• Requirement: Reproduce the part of the all-conference roster starting with "Cedric Benson, Texas" and going on through "Lilja, Kansas State (Coaches-2; Media-2)", replacing "Guards" with "Offensive guards".

• Source excerpt:
The 2003 All-Big 12 Conference football team consists of American football players chosen as All-Big 12 Conference players for the 2003 NCAA Division I-A football season.  The conference recognizes two official All-Big 12 selectors: (1) the Big 12 conference coaches selected separate offensive and defensive units and named first- and second-team players (the "Coaches" team); and (2) a panel of sports writers and broadcasters covering the Big 12 also selected offensive and defensive units and named first- and second-team players (the "Media" team).

Offensive selections

Quarterbacks
 Jason White, Oklahoma (Coaches-1; Media-1)
 B. J. Symons, Texas Tech (Coaches-2; Media-2)

Running backs
 Tatum Bell, Oklahoma State (Coaches-1; Media-1)
 Darren Sproles, Kansas State (Coaches-1; Media-1)
 Zack Abron, Missouri (Coaches-2; Media-2)
 Cedric Benson, Texas (Coaches-2; Media-2)

Centers
 Nick Leckey, Kansas State (Coaches-1; Media-1)
 Marwan Hage, Colorado (Media-2)

Guards
 Tillman Holloway, Texas (Coaches-1; Media-1)
 A.J. Ricker, Missouri (Coaches-1; Media-2)
 Ryan Lilja, Kansas State (Coaches-2; Media-2)
 Sam Mayes, Oklahoma State (Coaches-2; Media-2)
 Daniel Loper, Texas Tech (Coaches-2)

Tackles
 Jammal Brown, Oklahoma (Coaches-1; Media-1)
 Vince Carter, Oklahoma (Coaches-1; Media-2)
 Rob Droege, Missouri (Coaches-2; Media-1)
 Richie Incognito, Nebraska (Coaches-2; Media-1)

Tight ends
 Matt Herian, Nebraska (Coaches-1; Media-2)
 Mickey Peters, Texas Tech (Media-1)
 Billy Bajema, Oklahoma State (Coaches-2)

Receivers
 Rashaun Woods, Oklahoma State (Coaches-1; Media-1)
 Mark Clayton, Oklahoma (Coaches-1; Media-1)
 James Terry, Kansas State (Coaches-2; Media-2)
 Roy Williams, Texas (Coaches-2; Media-2)

Defensive selections

Defensive linemen
 Dan Cody, Oklahoma (Coaches-1; Media-1)
 Dusty Dvoracek, Oklahoma (Coaches-1; Media-1)
 Tommie Harris, Oklahoma (Coaches-1; Media-1)
 Greg Richmond, Oklahoma State (Coaches-1; Media-1)
 Marcus Tubbs, Texas (Coaches-1; Media-2)
 Adell Duckett, Texas Tech (Media-2)

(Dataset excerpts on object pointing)
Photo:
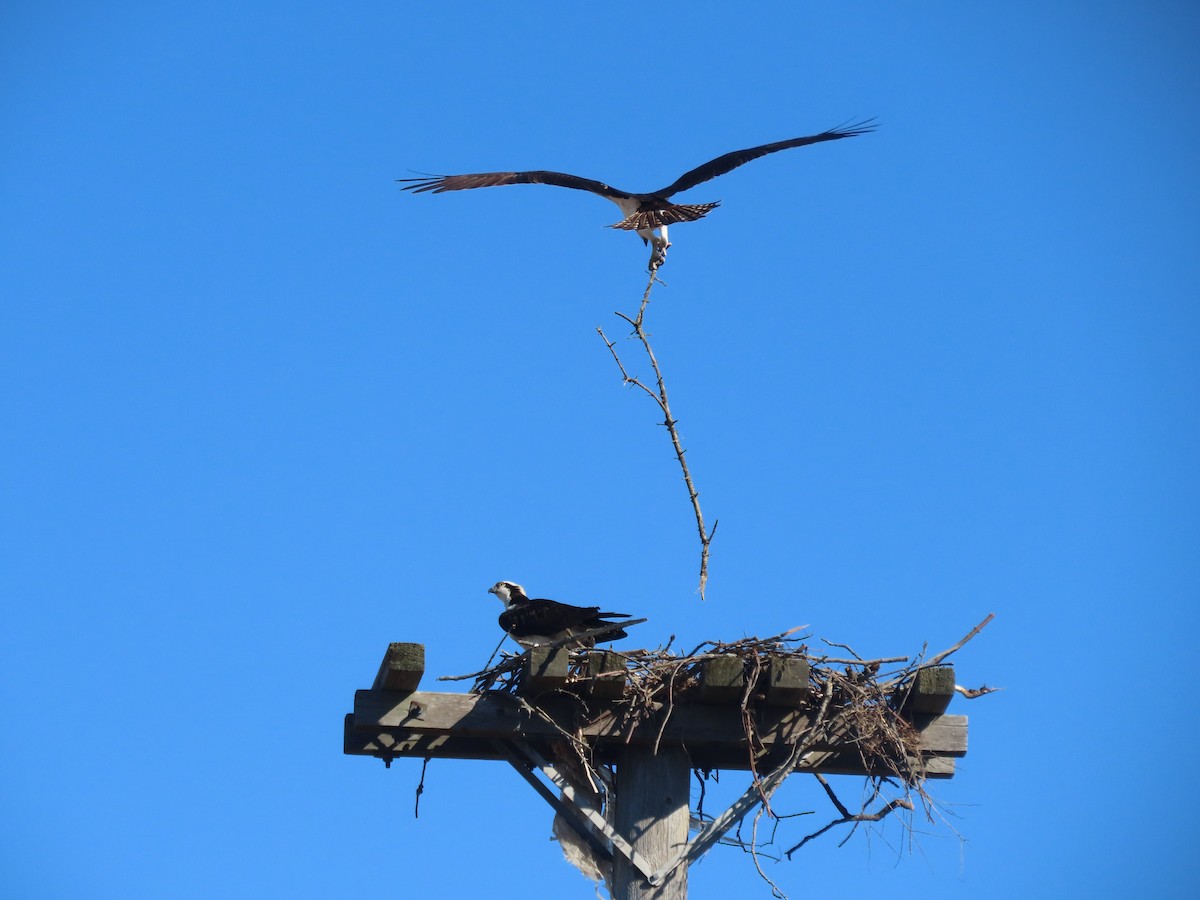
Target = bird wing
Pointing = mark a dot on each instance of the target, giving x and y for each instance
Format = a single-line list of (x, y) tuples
[(539, 616), (438, 184), (729, 162)]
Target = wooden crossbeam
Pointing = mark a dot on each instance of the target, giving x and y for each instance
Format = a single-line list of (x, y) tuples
[(461, 725), (402, 667), (930, 691)]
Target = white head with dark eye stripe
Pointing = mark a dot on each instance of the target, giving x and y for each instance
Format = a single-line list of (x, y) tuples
[(508, 592)]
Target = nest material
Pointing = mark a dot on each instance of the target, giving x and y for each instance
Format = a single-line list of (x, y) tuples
[(855, 703)]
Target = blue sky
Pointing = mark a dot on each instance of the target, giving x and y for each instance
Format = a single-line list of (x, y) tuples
[(265, 413)]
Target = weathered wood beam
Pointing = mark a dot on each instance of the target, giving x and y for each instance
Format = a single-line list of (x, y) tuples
[(402, 667), (653, 792), (449, 725), (930, 691), (787, 681), (544, 670), (395, 743), (723, 679)]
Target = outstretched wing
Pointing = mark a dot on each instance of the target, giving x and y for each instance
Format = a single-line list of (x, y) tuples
[(741, 157), (438, 184)]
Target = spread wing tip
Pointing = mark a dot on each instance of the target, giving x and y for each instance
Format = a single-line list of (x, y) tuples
[(420, 185), (851, 130)]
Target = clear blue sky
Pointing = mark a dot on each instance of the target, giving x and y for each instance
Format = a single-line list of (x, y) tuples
[(264, 413)]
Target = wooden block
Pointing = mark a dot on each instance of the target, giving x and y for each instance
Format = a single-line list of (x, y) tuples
[(787, 682), (610, 687), (723, 679), (402, 667), (930, 691), (545, 670)]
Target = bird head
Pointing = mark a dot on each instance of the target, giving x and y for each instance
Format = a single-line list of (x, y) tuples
[(508, 592)]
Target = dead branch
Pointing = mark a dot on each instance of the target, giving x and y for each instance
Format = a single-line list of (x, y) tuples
[(847, 816), (660, 397)]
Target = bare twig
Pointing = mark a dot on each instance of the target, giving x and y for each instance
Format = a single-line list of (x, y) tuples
[(420, 790), (660, 397)]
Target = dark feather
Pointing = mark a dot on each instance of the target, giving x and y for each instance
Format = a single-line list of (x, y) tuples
[(729, 162), (439, 184)]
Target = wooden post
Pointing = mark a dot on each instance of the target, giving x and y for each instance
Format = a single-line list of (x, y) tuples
[(652, 813)]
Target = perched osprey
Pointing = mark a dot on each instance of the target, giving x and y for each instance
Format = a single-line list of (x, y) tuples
[(643, 213), (535, 622)]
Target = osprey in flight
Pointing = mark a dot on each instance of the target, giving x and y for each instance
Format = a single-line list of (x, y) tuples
[(537, 622), (643, 213)]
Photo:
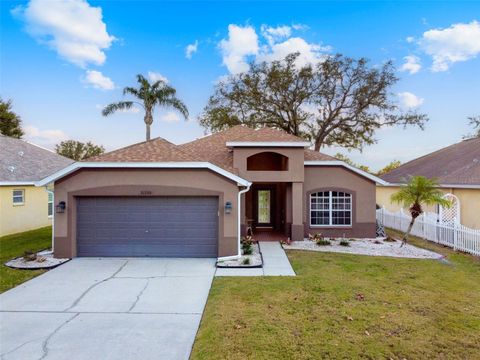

• Result below:
Cedric Benson, Texas (Coaches-2; Media-2)

Centers
 Nick Leckey, Kansas State (Coaches-1; Media-1)
 Marwan Hage, Colorado (Media-2)

Offensive guards
 Tillman Holloway, Texas (Coaches-1; Media-1)
 A.J. Ricker, Missouri (Coaches-1; Media-2)
 Ryan Lilja, Kansas State (Coaches-2; Media-2)